— Exercise goal —
Answer these from the text on National Volunteer Week below:
1. What does the text name as one of the first established volunteer organizations in the United States?
2. How many Americans volunteered their time last year?
3. What do host families volunteer for exchange students every year?

— Extracted text —

Last week was National Volunteer Week, when we celebrated those who donate their time and energy to causes that make life on this big ol’ world better. And while there seems to be a holiday for almost everything these days (hope you properly celebrated “Houseplant Appreciation Day” on January 10 this year…) National Volunteer Week is an important reminder of one of the oldest and most pervasive aspects of American culture.
Did you know?
— Many scholars credit the difficulties of colonial life for giving Americans our spirit for helping one another.
— Local fire stations were one of the first established volunteer organizations in the United States. Many communities still use volunteer firefighters today.
— 1 in 4 Americans – that’s almost 63 million people – volunteered their time last year.
— Volunteers in the United States give an average of 8 billion hours of service a year.
Volunteering is close to Aspect Foundation’s heart. Or, more accurately, volunteering is our heart. Hundreds of host families volunteer their homes, energy and care for exchange students every year. Exchange students have the chance to encounter many parts of the “American experience,” but perhaps the most important (apple pie coming in at a close second) is the generosity of the families they now call home.

— Dataset records —
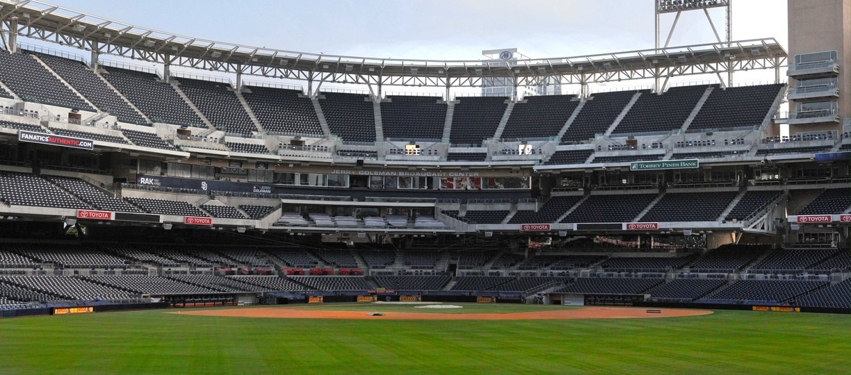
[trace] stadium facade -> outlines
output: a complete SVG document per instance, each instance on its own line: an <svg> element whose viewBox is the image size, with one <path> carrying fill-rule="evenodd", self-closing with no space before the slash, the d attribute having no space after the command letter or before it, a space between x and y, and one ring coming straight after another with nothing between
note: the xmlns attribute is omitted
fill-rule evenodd
<svg viewBox="0 0 851 375"><path fill-rule="evenodd" d="M369 297L848 313L851 7L788 4L788 54L769 38L449 62L0 1L0 309ZM754 69L775 82L722 79ZM717 82L669 83L706 74ZM623 80L654 85L590 88ZM579 94L451 95L495 82ZM446 93L385 94L397 86Z"/></svg>

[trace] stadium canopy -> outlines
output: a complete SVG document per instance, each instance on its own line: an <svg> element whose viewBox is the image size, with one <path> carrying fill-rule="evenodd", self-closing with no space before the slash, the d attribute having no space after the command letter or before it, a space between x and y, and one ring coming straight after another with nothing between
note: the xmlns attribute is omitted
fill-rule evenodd
<svg viewBox="0 0 851 375"><path fill-rule="evenodd" d="M172 34L38 1L0 0L0 34L10 49L18 37L165 66L300 81L419 87L480 87L508 78L536 86L774 69L786 51L774 38L713 43L586 56L507 60L429 60L341 56L251 47Z"/></svg>

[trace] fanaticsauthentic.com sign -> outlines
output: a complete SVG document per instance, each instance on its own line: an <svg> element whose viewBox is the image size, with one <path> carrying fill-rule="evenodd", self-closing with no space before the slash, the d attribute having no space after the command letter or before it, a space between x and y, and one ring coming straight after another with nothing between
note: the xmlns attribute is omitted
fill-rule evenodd
<svg viewBox="0 0 851 375"><path fill-rule="evenodd" d="M92 150L94 148L94 141L92 139L48 134L47 133L28 132L26 130L18 131L18 140L20 142L73 147L75 149Z"/></svg>
<svg viewBox="0 0 851 375"><path fill-rule="evenodd" d="M699 167L697 159L666 160L661 162L632 162L631 171L652 171L655 169L694 169Z"/></svg>

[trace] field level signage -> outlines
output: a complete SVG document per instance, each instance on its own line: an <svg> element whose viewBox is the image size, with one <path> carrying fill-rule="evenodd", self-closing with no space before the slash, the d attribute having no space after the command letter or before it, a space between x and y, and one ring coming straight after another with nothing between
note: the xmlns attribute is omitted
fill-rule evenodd
<svg viewBox="0 0 851 375"><path fill-rule="evenodd" d="M657 230L659 223L625 223L624 229L626 230Z"/></svg>
<svg viewBox="0 0 851 375"><path fill-rule="evenodd" d="M545 232L550 230L549 224L524 224L520 225L520 230L524 232Z"/></svg>
<svg viewBox="0 0 851 375"><path fill-rule="evenodd" d="M99 220L111 220L111 211L95 210L77 210L77 217L79 219L95 219Z"/></svg>
<svg viewBox="0 0 851 375"><path fill-rule="evenodd" d="M631 171L652 171L655 169L694 169L700 166L697 159L665 160L662 162L632 162Z"/></svg>
<svg viewBox="0 0 851 375"><path fill-rule="evenodd" d="M186 216L183 219L183 224L190 225L212 225L213 218L204 218L201 216Z"/></svg>
<svg viewBox="0 0 851 375"><path fill-rule="evenodd" d="M73 147L75 149L92 150L94 148L94 141L92 139L48 134L46 133L28 132L26 130L18 131L18 140L20 142Z"/></svg>
<svg viewBox="0 0 851 375"><path fill-rule="evenodd" d="M831 215L798 215L798 223L830 223L833 221Z"/></svg>

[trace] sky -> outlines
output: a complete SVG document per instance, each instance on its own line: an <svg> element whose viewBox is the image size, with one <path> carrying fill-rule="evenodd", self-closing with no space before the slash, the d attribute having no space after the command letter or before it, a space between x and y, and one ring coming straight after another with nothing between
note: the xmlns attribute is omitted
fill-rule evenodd
<svg viewBox="0 0 851 375"><path fill-rule="evenodd" d="M483 59L482 50L503 48L518 48L532 58L559 58L652 48L654 43L653 0L47 3L187 37L382 59L475 60ZM723 39L723 9L710 14ZM673 14L661 17L663 44L673 20ZM787 45L785 0L735 0L733 21L734 40L774 37ZM703 12L690 11L681 16L670 45L715 41Z"/></svg>

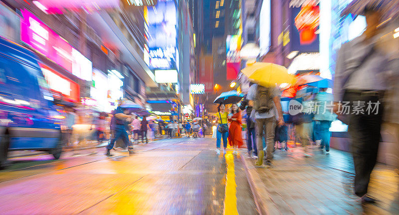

— Answer to this exercise —
1. Local fire stations.
2. 1 in 4 Americans, almost 63 million people.
3. Their homes, energy and care.